**What the task requires**
Without the pictures, repeat the listing character for character.
[begin Input data]
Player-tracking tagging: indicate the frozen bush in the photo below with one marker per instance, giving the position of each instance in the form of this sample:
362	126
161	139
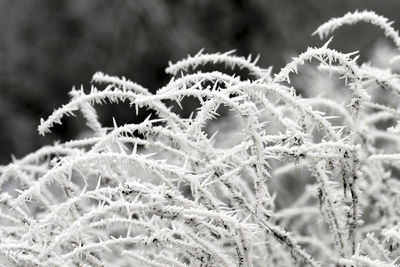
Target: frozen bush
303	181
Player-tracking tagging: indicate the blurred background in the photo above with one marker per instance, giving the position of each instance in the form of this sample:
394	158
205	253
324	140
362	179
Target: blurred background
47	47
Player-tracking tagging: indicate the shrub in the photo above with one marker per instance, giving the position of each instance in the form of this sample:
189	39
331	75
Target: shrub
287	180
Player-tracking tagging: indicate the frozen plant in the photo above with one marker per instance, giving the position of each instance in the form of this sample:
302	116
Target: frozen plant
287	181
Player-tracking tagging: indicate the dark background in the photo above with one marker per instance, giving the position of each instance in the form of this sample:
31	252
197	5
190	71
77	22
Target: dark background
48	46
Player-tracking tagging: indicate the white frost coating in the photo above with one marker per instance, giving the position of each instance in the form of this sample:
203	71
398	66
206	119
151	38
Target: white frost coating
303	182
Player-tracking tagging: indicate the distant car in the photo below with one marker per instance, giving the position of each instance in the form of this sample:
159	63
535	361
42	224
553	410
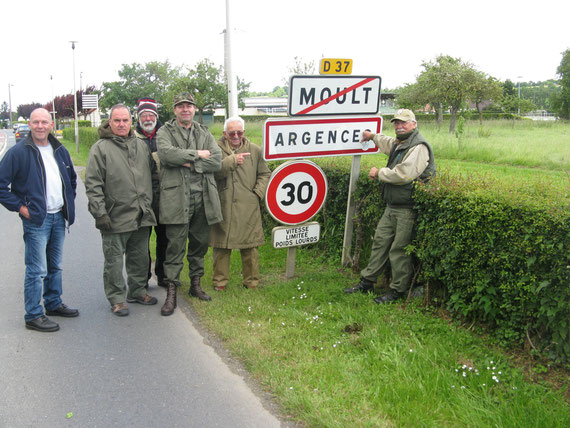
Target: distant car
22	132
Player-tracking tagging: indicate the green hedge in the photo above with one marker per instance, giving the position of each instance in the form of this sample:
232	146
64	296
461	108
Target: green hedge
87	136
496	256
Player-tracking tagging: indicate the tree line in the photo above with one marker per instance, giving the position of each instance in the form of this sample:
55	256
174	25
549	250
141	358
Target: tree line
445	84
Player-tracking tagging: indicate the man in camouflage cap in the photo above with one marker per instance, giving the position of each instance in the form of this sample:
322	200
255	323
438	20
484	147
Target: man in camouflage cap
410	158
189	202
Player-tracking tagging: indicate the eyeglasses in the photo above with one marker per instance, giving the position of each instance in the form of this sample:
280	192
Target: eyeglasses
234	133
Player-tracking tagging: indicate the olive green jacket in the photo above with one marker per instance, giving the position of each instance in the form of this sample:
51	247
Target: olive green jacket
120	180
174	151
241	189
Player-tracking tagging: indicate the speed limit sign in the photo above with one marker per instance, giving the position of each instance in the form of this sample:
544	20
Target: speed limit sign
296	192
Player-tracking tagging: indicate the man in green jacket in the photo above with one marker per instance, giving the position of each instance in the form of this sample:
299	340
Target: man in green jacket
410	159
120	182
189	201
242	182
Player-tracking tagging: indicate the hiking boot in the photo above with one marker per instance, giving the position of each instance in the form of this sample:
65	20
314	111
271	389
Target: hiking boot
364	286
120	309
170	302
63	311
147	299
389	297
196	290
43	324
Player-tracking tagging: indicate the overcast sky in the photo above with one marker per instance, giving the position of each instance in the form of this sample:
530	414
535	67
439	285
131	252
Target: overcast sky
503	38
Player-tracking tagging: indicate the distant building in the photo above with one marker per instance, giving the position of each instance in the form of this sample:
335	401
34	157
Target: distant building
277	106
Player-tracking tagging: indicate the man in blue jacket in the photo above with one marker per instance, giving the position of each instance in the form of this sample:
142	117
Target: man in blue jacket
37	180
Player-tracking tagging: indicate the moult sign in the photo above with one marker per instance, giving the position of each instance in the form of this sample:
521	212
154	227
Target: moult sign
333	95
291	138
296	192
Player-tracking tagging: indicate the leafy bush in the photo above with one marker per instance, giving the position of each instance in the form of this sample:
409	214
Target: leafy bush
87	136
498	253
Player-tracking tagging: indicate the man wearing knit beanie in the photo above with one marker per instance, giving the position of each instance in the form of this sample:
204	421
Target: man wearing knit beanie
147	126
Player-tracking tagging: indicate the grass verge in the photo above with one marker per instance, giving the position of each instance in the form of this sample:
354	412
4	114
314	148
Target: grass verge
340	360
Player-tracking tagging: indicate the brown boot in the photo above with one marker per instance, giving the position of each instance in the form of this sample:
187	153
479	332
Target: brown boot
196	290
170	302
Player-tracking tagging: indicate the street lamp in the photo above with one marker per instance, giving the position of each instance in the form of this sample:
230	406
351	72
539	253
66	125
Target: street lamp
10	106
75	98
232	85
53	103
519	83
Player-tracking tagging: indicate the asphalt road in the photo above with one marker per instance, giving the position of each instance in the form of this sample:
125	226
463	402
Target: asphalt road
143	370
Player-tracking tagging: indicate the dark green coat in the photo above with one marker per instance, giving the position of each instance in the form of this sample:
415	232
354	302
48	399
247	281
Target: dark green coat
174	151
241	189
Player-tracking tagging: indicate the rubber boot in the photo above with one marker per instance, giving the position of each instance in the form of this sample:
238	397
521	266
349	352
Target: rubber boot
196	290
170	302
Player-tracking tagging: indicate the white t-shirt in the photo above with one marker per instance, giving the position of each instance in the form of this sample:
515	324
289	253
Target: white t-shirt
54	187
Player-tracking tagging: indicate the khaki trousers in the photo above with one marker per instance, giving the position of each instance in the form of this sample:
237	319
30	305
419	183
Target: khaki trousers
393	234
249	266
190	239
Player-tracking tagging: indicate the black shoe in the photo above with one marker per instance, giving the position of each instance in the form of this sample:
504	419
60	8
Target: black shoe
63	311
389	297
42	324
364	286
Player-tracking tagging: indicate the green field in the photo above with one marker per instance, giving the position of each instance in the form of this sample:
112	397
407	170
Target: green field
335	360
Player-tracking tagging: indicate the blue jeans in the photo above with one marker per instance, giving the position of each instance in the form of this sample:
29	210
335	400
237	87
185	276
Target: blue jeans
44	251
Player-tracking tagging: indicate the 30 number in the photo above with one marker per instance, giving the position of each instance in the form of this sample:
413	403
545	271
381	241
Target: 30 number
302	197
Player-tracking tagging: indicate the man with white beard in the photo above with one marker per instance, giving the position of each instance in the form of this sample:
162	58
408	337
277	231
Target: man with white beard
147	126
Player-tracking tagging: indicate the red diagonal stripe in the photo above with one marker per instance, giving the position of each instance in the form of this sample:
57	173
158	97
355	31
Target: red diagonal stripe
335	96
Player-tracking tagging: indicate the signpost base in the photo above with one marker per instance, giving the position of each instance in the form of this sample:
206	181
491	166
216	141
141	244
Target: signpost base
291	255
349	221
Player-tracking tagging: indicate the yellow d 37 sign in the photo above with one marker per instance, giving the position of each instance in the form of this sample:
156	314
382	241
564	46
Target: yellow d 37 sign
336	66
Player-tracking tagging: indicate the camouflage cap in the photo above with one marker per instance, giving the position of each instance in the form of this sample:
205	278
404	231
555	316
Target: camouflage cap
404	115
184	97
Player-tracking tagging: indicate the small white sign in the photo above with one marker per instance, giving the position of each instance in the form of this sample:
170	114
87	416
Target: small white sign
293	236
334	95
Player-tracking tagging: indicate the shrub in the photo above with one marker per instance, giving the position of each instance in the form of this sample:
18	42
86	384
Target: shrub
[end Input data]
**Response to the exercise**
Player-tracking tagging: indicate the frozen bush in the photo below with one marker per instance, giving the position of each instance in the form of this sample:
362	126
161	139
Target: frozen bush
303	181
Player-tracking tagging: indicate the blurred background in the photo above with one marker per instance, giving the position of each instance in the form of this sample:
394	158
205	253
324	140
362	179
Target: blurred background
47	47
Player-tracking tagging: indicate the shrub in the photo above with one marker per instance, giving the position of each instance in the form of this sample:
189	39
331	75
Target: shrub
287	180
Player-tracking tagging: indicate the frozen plant in the photo above with one marker per instance, giving the position of each instance in the form of this sample:
302	116
Target: frozen plant
287	181
Player-tracking tagging: indicate the dark background in the photo above with one marker per instance, giving the position of each instance in the form of this sample:
31	252
197	5
190	71
77	22
Target: dark background
48	46
Player-tracking tagging: indicate the white frost coating in the photo above with one marker per instance, giving the position of each instance in the form of this sample:
203	71
398	66
206	119
151	38
Target: white frost coating
303	182
Player-tracking tagging: indicate the distant car in the photo below with one marker per instance, giving the position of each instance in the form of this sample:
159	63
535	361
42	224
553	410
Target: distant car
22	132
Player-tracking tagging: indicate the green hedge in the photo above with one marker per instance, giving the position of each instance in the form of this sample:
232	146
64	296
461	108
Target: green hedge
87	136
496	256
Player-tracking tagging: indicate the tree line in the photo above with one marker per instance, giving the position of each instance in the form of this sample:
55	256
174	25
549	250
141	358
Target: tree line
445	84
Player-tracking tagging: indicate the man in camouflage cap in the photo above with one marker per instance, giving the position of each instance in the form of this sample:
322	200
255	323
438	20
484	147
Target: man in camouflage cap
410	158
189	202
Player-tracking tagging: indicate the eyeglasses in the photo above with one marker per instance, giving the position of each instance in the form of this sample:
280	192
Target: eyeglasses
234	133
Player-tracking tagging: indicate the olive green jacket in the photo above with one marker per instance, giving the position of each instance in the form of this sample:
51	247
Target: olive green jacket
120	180
174	151
241	189
Player-tracking tagging: indicate the speed limit sign in the photo above with one marker per instance, giving the position of each instance in the form of this sample:
544	20
Target: speed limit sign
296	192
Player-tracking tagging: indicate the man in green jacket in the photo above with one marker per instance, giving the position of each instance in the form of this sample:
299	340
Target: man in green jacket
410	159
120	182
189	201
242	182
Player-tracking tagging: indicate the hiking boot in the photo above with one marker per instance, giving the position of each instance in the form of this sample:
65	20
314	111
271	389
Target: hiking boot
364	286
120	309
170	302
63	311
147	299
389	297
196	290
43	324
Player-tracking tagging: indicate the overcast sky in the photo above with one marker per instance, giving the position of each instance in the form of this sample:
530	414
535	67
439	285
131	252
Target: overcast sky
503	38
Player-tracking tagging: indicate the distant building in the photo above with one marker per instance, giving the position of each instance in the form of this sample:
335	401
34	157
Target: distant building
277	106
Player-tracking tagging: indicate the man in blue jacket in the photo above with one marker per instance, giving the position of each instance in the form of this sample:
142	117
Target: man in blue jacket
37	180
Player-tracking tagging: indicate the moult sign in the photo above with one marker per instance, giving the position of each instance in the form of this sample:
521	212
154	227
Target: moult sign
333	95
291	138
296	192
Player-tracking tagging: indicate the leafy bush in the photo above with one marker per instance, giving the position of each instance in the form of this sample:
409	214
Target: leafy bush
87	136
498	253
Player-tracking tagging: indicate the man wearing knit beanie in the photo above with one marker per instance, giving the position of each instance in the form of this sample:
204	421
Target: man wearing knit beanie
147	126
Player-tracking tagging: indicate the grass verge in the photo above with one marker per instance, giving the position of each instance in the form of this sample:
354	412
4	114
314	148
Target: grass verge
340	360
Player-tracking tagging: indicate the brown boot in the photo above with one marker per instance, giving the position of each instance in the form of this sample:
187	153
479	332
Target: brown boot
196	290
170	302
Player-tracking tagging: indicate the street lamp in the photo above with one marker per instance, giving the position of each instance in the form of this sample:
230	406
351	72
539	253
66	125
Target: street lamp
10	106
75	98
232	85
53	103
519	83
Player-tracking tagging: indicate the asphalt road in the photo above with one marker per instance, giving the position of each instance in the form of this sample:
125	226
463	402
Target: asphalt road
143	370
Player-tracking tagging: indicate the dark green coat in the photo above with one marker per instance, giving the position of each instance in the form of this sample:
415	232
354	302
48	399
247	281
Target: dark green coat
174	151
241	189
Player-tracking tagging: indicate the rubber boot in the photo above with one marker per instance, giving the position of each instance in the form of this sample:
238	397
521	266
349	352
Target: rubber boot
196	290
170	302
Player-tracking tagging: indicate the white t-shirt in the photo above with one marker per instance, giving the position of each instance in the form of this sample:
515	324
289	253
Target: white t-shirt
54	187
Player-tracking tagging: indicate the khaki trousers in the photo above with one marker per instance, giving the position of each instance in the form of this sample:
237	319
30	305
419	183
Target: khaki trousers
393	234
249	266
190	239
Player-tracking tagging: indicate the black shoe in the photo above with one marker per instance, giving the position of each instance in the form of this sample:
504	419
60	8
Target: black shoe
63	311
389	297
42	324
364	286
Player-tracking tagging: indicate the green field in the photo above with one marker per instance, giving the position of each instance in the form of this sample:
112	397
407	170
Target: green field
335	360
Player-tracking tagging: indicate the blue jeans in the photo above with one marker per instance, giving the position of each instance in the form of this sample:
29	210
335	400
237	87
185	276
Target: blue jeans
44	251
Player-tracking tagging: indicate the 30 number in the photo above with one marker per instance, giving the position of each instance in the form of this sample:
413	403
545	271
381	241
Target: 30 number
302	197
Player-tracking tagging: indicate the man with white beard in the photo above with one marker per instance, giving the position of each instance in the form of this sample:
162	58
408	337
277	231
Target: man with white beard
147	126
Player-tracking tagging: indicate the red diagonal stripe in the photo above with one marker per instance, giving the position of each instance in the form of this sample:
57	173
158	97
355	31
Target: red diagonal stripe
335	96
Player-tracking tagging: indicate the signpost base in the photo above with one marker per instance, giving the position of each instance in the form of this sample:
206	181
491	166
216	141
141	244
Target: signpost base
291	255
349	221
Player-tracking tagging: indicate the yellow d 37 sign in the photo above with one marker per instance, giving the position of each instance in the form of this sample:
156	314
382	241
564	46
Target: yellow d 37 sign
336	66
Player-tracking tagging: indicate the camouflage cap in the photo above with one marker per instance, giving the position of each instance in the form of this sample:
205	278
404	231
555	316
Target: camouflage cap
404	115
184	97
Player-tracking tagging: indicate the small white sign in the photo above with one marker per instance, giving the position of each instance in the form of this sample:
170	114
87	416
Target: small white sign
293	236
334	95
Player-tracking tagging: indicate the shrub in the photo above with one marker per instance, giving the position of each instance in the form of this sample:
18	42
86	384
Target: shrub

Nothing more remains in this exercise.